** START OF Dataset records **
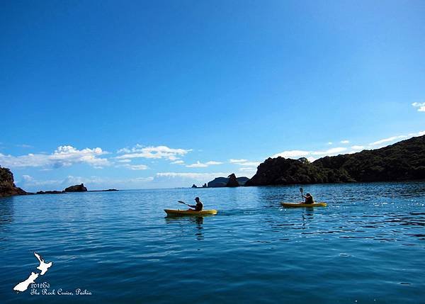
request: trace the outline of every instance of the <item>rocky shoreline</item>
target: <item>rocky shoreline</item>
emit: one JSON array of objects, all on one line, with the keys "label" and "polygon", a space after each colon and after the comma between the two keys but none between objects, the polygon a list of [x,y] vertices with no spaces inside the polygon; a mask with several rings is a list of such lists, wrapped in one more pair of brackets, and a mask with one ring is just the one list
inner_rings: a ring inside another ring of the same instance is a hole
[{"label": "rocky shoreline", "polygon": [[117,189],[106,189],[106,190],[87,190],[84,184],[79,185],[70,186],[62,191],[40,191],[35,193],[27,192],[21,188],[17,187],[15,185],[13,179],[13,174],[8,168],[0,167],[0,198],[12,196],[25,196],[25,195],[36,195],[36,194],[63,194],[72,192],[109,192],[118,191]]}]

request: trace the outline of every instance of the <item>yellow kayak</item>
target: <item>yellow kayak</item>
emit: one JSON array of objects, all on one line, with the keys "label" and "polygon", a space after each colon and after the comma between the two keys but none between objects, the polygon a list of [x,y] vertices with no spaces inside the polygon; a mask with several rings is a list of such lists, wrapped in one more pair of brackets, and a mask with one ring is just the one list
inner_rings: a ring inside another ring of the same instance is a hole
** END OF Dataset records **
→ What is being asked: Copy every row above word for word, leaving out the pictures.

→ Exercise response:
request: trace the outline of every instance of the <item>rocky shoreline</item>
target: <item>rocky shoreline</item>
emit: one JSON array of objects, all on one line, with the keys "label" and "polygon", a space after each colon and after the comma between the two keys but none between objects, the polygon a list of [x,y] vertices with no spaces inside the polygon; a mask with several rings is a list of such lists, wrapped in one more pair of brackets, and a mask with one ring is just the one list
inner_rings: a ring inside another ring of the same instance is a hole
[{"label": "rocky shoreline", "polygon": [[117,189],[106,189],[106,190],[87,190],[84,184],[79,185],[70,186],[62,191],[40,191],[35,193],[27,192],[21,188],[17,187],[15,185],[13,179],[13,174],[8,168],[0,167],[0,198],[12,196],[25,196],[25,195],[36,195],[36,194],[63,194],[72,192],[109,192],[118,191]]}]

request: trace the outline of every instance of the <item>yellow kayak</item>
target: <item>yellow kayak</item>
emit: one JSON array of objects, all on one line, with the keys "label" and "polygon", a space after each colon and after the comma between the two keys but none between objects, the polygon a list of [x,y] vertices with no spaces inside the polygon; a mask with several rings is a list of such lists, wrapped in one more pair of brackets, and a mask with one ring is just the one list
inner_rings: a ring inside another ring of the same instance is a hole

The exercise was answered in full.